◆ **DESCRIPTION OF THE TASK**
Would you repeat each of the lines below exactly?

◆ **DATA FOR ANALYSIS**

"""

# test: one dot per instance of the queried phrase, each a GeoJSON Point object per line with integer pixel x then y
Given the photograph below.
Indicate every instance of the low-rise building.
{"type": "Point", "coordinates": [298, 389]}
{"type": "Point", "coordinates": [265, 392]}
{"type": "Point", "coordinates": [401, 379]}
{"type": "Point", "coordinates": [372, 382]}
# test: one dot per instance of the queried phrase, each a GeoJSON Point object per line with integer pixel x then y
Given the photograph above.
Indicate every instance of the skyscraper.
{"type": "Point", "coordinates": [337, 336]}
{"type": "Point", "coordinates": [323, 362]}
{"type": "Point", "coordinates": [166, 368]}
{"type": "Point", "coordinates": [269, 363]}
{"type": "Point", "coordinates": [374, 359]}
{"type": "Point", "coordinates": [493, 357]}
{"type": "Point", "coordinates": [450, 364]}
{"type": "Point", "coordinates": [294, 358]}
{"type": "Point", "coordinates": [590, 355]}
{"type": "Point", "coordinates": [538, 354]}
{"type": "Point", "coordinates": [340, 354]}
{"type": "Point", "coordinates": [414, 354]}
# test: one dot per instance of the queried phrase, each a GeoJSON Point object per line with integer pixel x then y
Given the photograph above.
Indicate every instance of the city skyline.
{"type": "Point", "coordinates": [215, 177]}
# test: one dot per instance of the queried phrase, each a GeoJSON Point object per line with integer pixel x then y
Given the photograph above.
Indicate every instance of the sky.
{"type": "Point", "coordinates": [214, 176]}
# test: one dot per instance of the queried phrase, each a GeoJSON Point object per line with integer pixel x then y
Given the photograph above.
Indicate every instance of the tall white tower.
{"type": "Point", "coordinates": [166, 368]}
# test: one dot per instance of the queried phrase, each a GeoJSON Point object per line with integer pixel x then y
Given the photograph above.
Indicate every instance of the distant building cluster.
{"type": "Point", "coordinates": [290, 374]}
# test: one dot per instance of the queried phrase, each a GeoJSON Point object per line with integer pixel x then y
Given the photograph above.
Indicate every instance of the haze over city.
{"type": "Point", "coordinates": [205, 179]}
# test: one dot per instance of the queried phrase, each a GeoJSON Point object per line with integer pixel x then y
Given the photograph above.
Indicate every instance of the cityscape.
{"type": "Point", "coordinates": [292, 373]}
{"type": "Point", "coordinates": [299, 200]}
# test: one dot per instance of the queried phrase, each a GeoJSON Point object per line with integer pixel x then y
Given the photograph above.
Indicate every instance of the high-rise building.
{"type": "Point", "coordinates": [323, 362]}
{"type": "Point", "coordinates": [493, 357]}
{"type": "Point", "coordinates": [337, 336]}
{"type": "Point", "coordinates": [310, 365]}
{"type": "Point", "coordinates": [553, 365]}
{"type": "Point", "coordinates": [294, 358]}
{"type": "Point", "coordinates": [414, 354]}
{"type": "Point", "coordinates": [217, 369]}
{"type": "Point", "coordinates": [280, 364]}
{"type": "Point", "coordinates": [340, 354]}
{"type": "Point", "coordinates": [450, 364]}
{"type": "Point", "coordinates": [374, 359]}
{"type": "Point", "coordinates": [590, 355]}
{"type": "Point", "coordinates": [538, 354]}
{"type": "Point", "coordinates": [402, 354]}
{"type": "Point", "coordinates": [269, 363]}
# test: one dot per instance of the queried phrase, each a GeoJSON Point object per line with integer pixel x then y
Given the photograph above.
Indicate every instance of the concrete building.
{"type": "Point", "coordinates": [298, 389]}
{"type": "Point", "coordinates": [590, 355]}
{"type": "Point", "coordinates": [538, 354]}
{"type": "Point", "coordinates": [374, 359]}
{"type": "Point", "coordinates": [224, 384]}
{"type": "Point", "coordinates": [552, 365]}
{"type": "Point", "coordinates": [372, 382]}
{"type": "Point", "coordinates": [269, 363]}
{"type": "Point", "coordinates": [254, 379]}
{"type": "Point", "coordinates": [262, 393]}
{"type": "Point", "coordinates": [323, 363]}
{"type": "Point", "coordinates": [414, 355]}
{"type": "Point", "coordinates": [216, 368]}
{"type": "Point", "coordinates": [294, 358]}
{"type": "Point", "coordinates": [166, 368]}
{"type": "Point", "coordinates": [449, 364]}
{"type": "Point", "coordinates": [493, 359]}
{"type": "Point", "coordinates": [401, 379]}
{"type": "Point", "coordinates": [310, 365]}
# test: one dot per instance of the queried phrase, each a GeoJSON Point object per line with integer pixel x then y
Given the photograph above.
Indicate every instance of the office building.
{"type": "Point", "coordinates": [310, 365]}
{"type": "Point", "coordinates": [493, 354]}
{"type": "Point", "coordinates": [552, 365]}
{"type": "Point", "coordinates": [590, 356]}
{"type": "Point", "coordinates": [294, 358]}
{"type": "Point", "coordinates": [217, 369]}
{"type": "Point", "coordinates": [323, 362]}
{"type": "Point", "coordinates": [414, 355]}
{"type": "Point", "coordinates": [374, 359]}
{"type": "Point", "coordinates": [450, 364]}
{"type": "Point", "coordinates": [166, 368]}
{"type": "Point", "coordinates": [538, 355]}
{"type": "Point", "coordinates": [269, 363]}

"""

◆ **TASK RESPONSE**
# test: one dot per instance of the queried phrase, each a GeoJSON Point object per line with integer pixel x then y
Given the photograph below.
Indicate every instance of the low-rise building.
{"type": "Point", "coordinates": [298, 389]}
{"type": "Point", "coordinates": [265, 392]}
{"type": "Point", "coordinates": [401, 379]}
{"type": "Point", "coordinates": [372, 382]}
# test: one dot per instance of the queried phrase, each a GeoJSON Point object per line with integer pixel x then y
Given the photograph above.
Indicate every instance of the skyscraper.
{"type": "Point", "coordinates": [337, 336]}
{"type": "Point", "coordinates": [323, 362]}
{"type": "Point", "coordinates": [166, 368]}
{"type": "Point", "coordinates": [269, 363]}
{"type": "Point", "coordinates": [374, 359]}
{"type": "Point", "coordinates": [493, 357]}
{"type": "Point", "coordinates": [450, 364]}
{"type": "Point", "coordinates": [294, 358]}
{"type": "Point", "coordinates": [590, 355]}
{"type": "Point", "coordinates": [538, 354]}
{"type": "Point", "coordinates": [340, 354]}
{"type": "Point", "coordinates": [414, 354]}
# test: one dot per instance of the queried phrase, each a GeoJSON Point object per line with integer pixel x then y
Given the photograph above.
Indicate every instance of the city skyline.
{"type": "Point", "coordinates": [215, 177]}
# test: one dot per instance of the queried phrase, each a GeoJSON Point object per line with integer pixel x then y
Given the photograph above.
Indicate every instance of the sky.
{"type": "Point", "coordinates": [214, 176]}
# test: one dot per instance of the queried phrase, each a GeoJSON Point object per line with integer pixel x then y
Given the photograph above.
Indicate every instance of the tall white tower.
{"type": "Point", "coordinates": [166, 368]}
# test: one dot per instance of the queried phrase, each a GeoJSON Point object per line with integer pixel x then y
Given the photograph above.
Indicate every instance of the distant building cluster.
{"type": "Point", "coordinates": [290, 374]}
# test: one dot per instance of the queried phrase, each a GeoJSON Point object per line with integer pixel x then y
Given the photograph above.
Indicate every instance of the haze over city.
{"type": "Point", "coordinates": [205, 179]}
# test: one dot per instance of the queried phrase, each a GeoJSON Point object per line with integer pixel x then y
Given the photograph above.
Indicate every instance of the cityscape.
{"type": "Point", "coordinates": [292, 373]}
{"type": "Point", "coordinates": [299, 200]}
# test: one dot per instance of the queried phrase, each a GeoJSON Point object per line with integer pixel x then y
Given the photograph above.
Indicate every instance of the high-rise building.
{"type": "Point", "coordinates": [323, 362]}
{"type": "Point", "coordinates": [493, 357]}
{"type": "Point", "coordinates": [337, 336]}
{"type": "Point", "coordinates": [310, 365]}
{"type": "Point", "coordinates": [553, 365]}
{"type": "Point", "coordinates": [294, 358]}
{"type": "Point", "coordinates": [414, 354]}
{"type": "Point", "coordinates": [217, 369]}
{"type": "Point", "coordinates": [280, 364]}
{"type": "Point", "coordinates": [340, 354]}
{"type": "Point", "coordinates": [450, 364]}
{"type": "Point", "coordinates": [374, 359]}
{"type": "Point", "coordinates": [590, 355]}
{"type": "Point", "coordinates": [538, 354]}
{"type": "Point", "coordinates": [402, 354]}
{"type": "Point", "coordinates": [269, 363]}
# test: one dot per instance of the queried phrase, each a GeoJSON Point object per line with integer pixel x then y
Given the photograph above.
Indicate every instance of the concrete building.
{"type": "Point", "coordinates": [298, 389]}
{"type": "Point", "coordinates": [590, 355]}
{"type": "Point", "coordinates": [538, 354]}
{"type": "Point", "coordinates": [374, 359]}
{"type": "Point", "coordinates": [224, 384]}
{"type": "Point", "coordinates": [552, 365]}
{"type": "Point", "coordinates": [372, 382]}
{"type": "Point", "coordinates": [269, 363]}
{"type": "Point", "coordinates": [254, 379]}
{"type": "Point", "coordinates": [262, 393]}
{"type": "Point", "coordinates": [323, 363]}
{"type": "Point", "coordinates": [414, 355]}
{"type": "Point", "coordinates": [216, 368]}
{"type": "Point", "coordinates": [294, 358]}
{"type": "Point", "coordinates": [166, 368]}
{"type": "Point", "coordinates": [449, 364]}
{"type": "Point", "coordinates": [493, 359]}
{"type": "Point", "coordinates": [401, 379]}
{"type": "Point", "coordinates": [310, 365]}
# test: one dot per instance of the queried phrase, each a GeoJSON Point object per line with integer pixel x then y
Given the photograph above.
Indicate every instance of the office building.
{"type": "Point", "coordinates": [310, 365]}
{"type": "Point", "coordinates": [493, 354]}
{"type": "Point", "coordinates": [552, 365]}
{"type": "Point", "coordinates": [590, 356]}
{"type": "Point", "coordinates": [294, 358]}
{"type": "Point", "coordinates": [217, 369]}
{"type": "Point", "coordinates": [323, 362]}
{"type": "Point", "coordinates": [414, 355]}
{"type": "Point", "coordinates": [374, 359]}
{"type": "Point", "coordinates": [450, 364]}
{"type": "Point", "coordinates": [166, 368]}
{"type": "Point", "coordinates": [538, 355]}
{"type": "Point", "coordinates": [269, 363]}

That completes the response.